Problem description: Write out word for word everything in the material below from the line containing "point_to marks one point per instance of the light" down to the line containing "column 573, row 367", including both of those lines.

Available data:
┄┄┄┄┄┄

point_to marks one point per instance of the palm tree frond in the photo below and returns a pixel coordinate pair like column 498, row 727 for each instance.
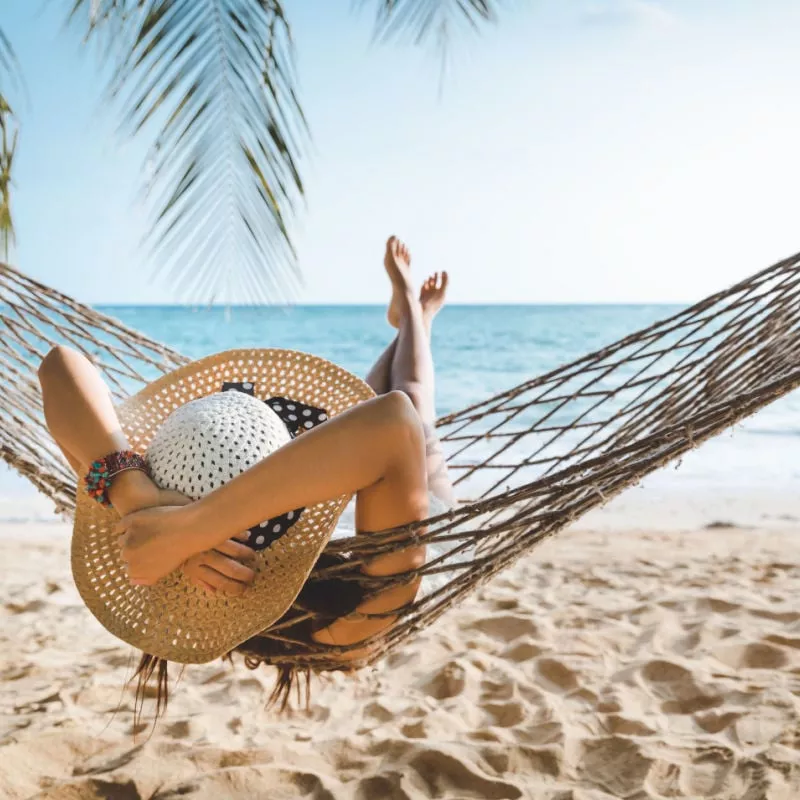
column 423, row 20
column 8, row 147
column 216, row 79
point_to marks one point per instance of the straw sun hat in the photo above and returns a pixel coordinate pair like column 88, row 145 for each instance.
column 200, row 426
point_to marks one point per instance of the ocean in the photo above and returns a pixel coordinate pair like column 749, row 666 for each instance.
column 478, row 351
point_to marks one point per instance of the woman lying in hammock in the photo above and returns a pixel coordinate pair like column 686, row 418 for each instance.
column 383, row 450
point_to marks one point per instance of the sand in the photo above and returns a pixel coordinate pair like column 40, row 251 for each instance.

┄┄┄┄┄┄

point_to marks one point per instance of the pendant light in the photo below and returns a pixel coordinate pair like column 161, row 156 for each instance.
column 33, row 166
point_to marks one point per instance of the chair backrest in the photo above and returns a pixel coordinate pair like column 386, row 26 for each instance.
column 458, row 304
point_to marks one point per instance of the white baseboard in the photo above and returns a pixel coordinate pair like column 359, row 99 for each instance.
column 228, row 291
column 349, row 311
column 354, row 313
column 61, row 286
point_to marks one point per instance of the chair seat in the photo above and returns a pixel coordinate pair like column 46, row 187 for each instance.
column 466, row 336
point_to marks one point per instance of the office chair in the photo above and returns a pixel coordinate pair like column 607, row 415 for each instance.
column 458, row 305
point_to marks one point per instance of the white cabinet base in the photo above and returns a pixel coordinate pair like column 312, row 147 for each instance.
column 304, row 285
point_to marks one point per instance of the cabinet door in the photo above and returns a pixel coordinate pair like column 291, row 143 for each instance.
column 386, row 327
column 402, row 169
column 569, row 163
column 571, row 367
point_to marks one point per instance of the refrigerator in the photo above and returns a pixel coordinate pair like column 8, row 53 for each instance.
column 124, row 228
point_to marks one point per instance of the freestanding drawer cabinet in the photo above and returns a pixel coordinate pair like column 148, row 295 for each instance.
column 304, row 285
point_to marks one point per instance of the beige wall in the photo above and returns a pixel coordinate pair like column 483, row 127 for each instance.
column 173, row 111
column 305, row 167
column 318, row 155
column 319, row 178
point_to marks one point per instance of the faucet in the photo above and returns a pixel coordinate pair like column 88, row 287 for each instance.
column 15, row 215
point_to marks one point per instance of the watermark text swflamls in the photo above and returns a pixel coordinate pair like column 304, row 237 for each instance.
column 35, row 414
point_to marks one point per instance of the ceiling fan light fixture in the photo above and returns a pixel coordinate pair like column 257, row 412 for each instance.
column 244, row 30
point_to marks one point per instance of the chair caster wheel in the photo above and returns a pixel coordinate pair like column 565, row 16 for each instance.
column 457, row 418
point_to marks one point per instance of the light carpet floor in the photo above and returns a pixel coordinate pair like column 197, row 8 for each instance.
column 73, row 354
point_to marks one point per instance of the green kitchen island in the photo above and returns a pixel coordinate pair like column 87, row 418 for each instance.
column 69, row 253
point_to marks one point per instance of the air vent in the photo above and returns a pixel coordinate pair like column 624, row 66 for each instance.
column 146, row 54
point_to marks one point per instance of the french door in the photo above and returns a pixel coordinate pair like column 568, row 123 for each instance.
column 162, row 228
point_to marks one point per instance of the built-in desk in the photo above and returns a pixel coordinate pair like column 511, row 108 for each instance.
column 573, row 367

┄┄┄┄┄┄

Output:
point_to marks one point per instance of the light carpet floor in the photo above and returns a pixel coordinate pair like column 197, row 8 for each instance.
column 73, row 354
point_to marks one point per instance of the green kitchen island in the photo above and returns a pixel coordinate pair like column 87, row 418 for each instance.
column 69, row 253
point_to marks one point per instance of the air vent in the photo above and returns a pixel coordinate pair like column 624, row 66 for each instance.
column 146, row 54
point_to marks one point per instance of the french door in the photo above and returns a pixel coordinate pair like column 568, row 123 for each instance.
column 162, row 228
point_to marks one point per instance of the built-in desk in the photo above and returns a pixel coordinate pair like column 511, row 108 for each instance.
column 573, row 367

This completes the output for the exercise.